● **TASK BRIEF**: Reproduce the records from the line containing "[379, 624], one" to the line containing "Query: palace facade", both lines included, adding -139 to every coordinate in the answer points. Leave the requests and their sample pairs unchanged.

● **DATA ROWS**:
◆ ◆ ◆ ◆ ◆ ◆ ◆
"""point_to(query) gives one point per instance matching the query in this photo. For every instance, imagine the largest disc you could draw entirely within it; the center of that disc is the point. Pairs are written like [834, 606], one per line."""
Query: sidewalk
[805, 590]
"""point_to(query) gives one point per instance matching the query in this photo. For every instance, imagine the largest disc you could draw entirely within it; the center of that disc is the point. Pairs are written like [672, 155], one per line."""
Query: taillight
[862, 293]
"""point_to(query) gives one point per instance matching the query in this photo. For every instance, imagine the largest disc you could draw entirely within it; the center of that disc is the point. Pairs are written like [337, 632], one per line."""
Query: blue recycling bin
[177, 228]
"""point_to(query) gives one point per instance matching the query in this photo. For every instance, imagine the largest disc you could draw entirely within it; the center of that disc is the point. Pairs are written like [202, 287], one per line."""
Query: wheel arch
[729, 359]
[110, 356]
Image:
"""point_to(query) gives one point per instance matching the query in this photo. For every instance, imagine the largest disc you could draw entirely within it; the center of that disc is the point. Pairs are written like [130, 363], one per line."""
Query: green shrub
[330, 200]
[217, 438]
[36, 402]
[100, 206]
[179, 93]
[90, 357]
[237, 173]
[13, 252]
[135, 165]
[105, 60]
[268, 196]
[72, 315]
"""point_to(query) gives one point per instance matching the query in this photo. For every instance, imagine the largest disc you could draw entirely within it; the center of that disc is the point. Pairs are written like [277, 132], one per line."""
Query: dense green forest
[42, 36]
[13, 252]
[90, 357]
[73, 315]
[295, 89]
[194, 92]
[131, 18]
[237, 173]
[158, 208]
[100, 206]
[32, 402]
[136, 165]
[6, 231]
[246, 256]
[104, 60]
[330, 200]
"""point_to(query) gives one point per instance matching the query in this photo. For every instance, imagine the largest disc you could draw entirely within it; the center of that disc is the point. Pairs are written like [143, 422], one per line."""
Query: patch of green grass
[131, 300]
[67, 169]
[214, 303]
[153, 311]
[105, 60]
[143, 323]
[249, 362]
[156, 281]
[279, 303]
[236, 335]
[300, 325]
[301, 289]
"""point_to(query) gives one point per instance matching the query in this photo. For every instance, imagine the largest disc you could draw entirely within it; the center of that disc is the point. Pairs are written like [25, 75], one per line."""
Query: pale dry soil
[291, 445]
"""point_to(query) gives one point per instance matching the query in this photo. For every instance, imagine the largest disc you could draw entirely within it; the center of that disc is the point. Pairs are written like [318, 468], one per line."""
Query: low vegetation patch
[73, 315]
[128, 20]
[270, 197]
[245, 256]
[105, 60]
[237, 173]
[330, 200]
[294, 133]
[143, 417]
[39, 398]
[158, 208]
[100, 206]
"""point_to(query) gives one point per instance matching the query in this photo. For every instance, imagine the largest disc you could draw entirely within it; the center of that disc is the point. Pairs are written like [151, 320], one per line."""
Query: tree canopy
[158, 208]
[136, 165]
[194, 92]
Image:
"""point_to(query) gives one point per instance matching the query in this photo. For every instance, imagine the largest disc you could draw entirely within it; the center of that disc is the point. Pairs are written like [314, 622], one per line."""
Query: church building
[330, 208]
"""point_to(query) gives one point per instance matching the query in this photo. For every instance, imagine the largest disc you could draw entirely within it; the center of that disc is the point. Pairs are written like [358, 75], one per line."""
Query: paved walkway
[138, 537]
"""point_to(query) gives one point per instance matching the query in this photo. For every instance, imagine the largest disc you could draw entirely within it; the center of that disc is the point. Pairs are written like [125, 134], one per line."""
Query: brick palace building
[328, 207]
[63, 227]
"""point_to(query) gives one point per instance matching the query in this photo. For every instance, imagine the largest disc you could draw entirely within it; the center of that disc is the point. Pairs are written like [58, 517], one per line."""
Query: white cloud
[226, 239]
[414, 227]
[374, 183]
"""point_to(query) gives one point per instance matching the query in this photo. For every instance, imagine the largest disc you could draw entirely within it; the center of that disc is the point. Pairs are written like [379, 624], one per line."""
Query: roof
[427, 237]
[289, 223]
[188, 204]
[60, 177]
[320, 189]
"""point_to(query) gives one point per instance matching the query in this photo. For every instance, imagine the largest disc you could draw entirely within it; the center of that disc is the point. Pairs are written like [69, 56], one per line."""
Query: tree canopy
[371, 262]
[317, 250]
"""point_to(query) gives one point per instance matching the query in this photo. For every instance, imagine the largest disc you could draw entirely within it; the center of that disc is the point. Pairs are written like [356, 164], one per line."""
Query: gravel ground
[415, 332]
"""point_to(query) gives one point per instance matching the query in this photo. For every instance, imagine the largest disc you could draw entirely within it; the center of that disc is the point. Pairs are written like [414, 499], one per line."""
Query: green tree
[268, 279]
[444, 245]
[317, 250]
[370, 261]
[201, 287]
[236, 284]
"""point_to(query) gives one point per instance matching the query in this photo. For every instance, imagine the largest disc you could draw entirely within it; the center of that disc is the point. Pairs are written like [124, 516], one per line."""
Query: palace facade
◆ ◆ ◆ ◆ ◆ ◆ ◆
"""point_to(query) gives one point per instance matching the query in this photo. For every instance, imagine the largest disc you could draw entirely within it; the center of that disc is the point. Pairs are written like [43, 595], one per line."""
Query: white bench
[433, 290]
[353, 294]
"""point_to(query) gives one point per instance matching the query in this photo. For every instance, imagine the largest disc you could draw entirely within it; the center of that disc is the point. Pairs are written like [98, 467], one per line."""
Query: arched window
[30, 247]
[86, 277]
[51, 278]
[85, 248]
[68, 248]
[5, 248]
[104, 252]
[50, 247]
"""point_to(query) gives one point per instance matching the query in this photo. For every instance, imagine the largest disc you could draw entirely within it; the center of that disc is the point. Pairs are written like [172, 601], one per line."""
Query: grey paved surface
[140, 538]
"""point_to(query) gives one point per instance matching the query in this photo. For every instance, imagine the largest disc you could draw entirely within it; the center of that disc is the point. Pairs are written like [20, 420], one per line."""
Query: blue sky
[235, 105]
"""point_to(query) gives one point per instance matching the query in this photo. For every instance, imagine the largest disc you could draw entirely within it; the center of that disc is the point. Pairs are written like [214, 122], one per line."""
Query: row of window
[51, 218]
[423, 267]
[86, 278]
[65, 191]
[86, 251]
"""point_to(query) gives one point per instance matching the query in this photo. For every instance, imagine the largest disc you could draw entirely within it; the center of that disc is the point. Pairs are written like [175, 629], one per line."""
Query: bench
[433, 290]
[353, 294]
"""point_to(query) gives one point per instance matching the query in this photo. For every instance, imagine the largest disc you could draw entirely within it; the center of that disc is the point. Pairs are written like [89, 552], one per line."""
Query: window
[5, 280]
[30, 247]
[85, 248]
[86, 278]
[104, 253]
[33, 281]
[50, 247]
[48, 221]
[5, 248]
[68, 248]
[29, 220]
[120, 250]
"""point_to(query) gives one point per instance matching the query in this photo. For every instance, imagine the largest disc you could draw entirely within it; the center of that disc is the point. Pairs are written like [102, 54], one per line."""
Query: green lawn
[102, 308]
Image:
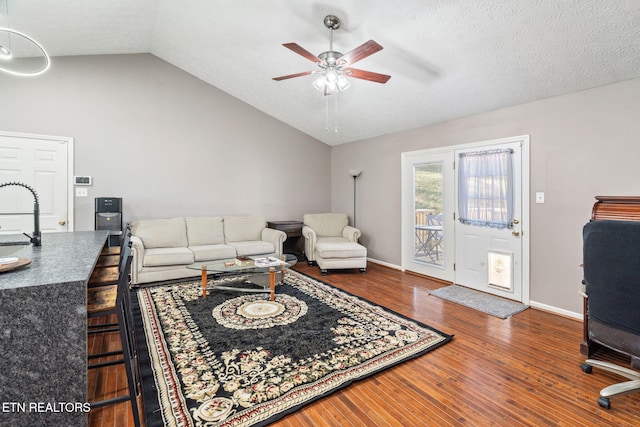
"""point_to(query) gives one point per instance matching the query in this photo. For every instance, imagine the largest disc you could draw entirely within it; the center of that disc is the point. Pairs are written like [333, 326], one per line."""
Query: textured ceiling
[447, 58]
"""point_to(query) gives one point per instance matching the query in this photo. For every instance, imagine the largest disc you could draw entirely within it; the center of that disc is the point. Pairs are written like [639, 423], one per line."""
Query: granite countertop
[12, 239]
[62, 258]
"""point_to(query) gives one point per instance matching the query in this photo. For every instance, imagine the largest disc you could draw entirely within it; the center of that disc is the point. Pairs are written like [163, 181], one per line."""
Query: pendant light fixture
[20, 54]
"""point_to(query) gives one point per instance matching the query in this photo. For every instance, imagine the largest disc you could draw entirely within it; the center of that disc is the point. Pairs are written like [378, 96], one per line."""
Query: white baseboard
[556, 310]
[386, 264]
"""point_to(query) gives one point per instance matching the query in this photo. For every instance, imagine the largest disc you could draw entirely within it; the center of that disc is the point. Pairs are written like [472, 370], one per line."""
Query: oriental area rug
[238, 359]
◆ ◆ ◆ ◆ ◆ ◆ ◆
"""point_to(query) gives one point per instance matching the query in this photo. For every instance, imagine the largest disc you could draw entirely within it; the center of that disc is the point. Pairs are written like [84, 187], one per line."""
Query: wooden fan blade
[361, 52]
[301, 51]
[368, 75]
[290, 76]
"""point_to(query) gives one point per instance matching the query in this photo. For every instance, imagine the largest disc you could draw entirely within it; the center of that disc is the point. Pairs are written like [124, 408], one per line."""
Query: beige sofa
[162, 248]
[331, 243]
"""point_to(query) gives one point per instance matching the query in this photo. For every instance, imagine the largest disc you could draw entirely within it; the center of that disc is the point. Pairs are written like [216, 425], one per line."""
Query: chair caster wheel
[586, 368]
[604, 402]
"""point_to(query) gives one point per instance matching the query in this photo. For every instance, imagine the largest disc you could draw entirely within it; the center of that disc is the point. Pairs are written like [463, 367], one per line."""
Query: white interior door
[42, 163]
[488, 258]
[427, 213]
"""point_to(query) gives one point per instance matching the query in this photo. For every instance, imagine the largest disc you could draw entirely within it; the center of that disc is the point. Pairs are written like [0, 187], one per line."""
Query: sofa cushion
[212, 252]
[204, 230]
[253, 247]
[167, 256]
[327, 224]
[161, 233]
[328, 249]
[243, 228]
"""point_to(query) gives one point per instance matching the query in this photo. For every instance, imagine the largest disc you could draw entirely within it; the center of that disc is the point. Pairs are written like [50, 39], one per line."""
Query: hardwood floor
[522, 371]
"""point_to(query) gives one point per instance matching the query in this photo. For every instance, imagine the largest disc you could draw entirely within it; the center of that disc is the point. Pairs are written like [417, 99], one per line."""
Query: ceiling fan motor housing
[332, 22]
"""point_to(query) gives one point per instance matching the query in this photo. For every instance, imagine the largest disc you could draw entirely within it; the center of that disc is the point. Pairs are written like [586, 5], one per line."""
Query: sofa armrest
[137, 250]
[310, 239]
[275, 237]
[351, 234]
◆ ◆ ◆ ◆ ◆ ◆ ◆
● **OUTPUT OF THE TASK**:
"""point_to(query) gives one point per instance matching the query in this photo. For every instance, imagine the largest disc you could draw entirely within it; the center of that disc is the point. Pairs are written like [379, 624], one per line."""
Query: roof
[288, 98]
[150, 84]
[49, 65]
[-79, 38]
[181, 50]
"""point_to(query) gives one point per instance matching the query in this photo. For every instance, imagine the largest disc you could draw entirely within it; the center of that disc is the point. Pairs are written like [69, 56], one per line."""
Query: tree canopy
[232, 123]
[178, 111]
"""point_to(query) gives one point per instance matching the query in this photo. For every instance, imagine the largest disc you could draw entirely within it; the center of that disc is the point. Pairs are written like [356, 164], one per line."""
Query: gravel ground
[276, 193]
"""point_to(query) gives one point per instance matching the query in this photo. For every instance, imagine the largest disc you could draw entirely within it; the center of that disc is the point. Pairs are written like [414, 499], one per line."""
Query: green tree
[129, 140]
[305, 106]
[178, 111]
[231, 122]
[62, 148]
[97, 145]
"""point_to(query) gives one point per instance matching the query in this photo. For every instance, imagine the largest disc you could draw entirely within it; the center of that disc is the point. Pairs are written like [124, 516], one per line."""
Query: palace facade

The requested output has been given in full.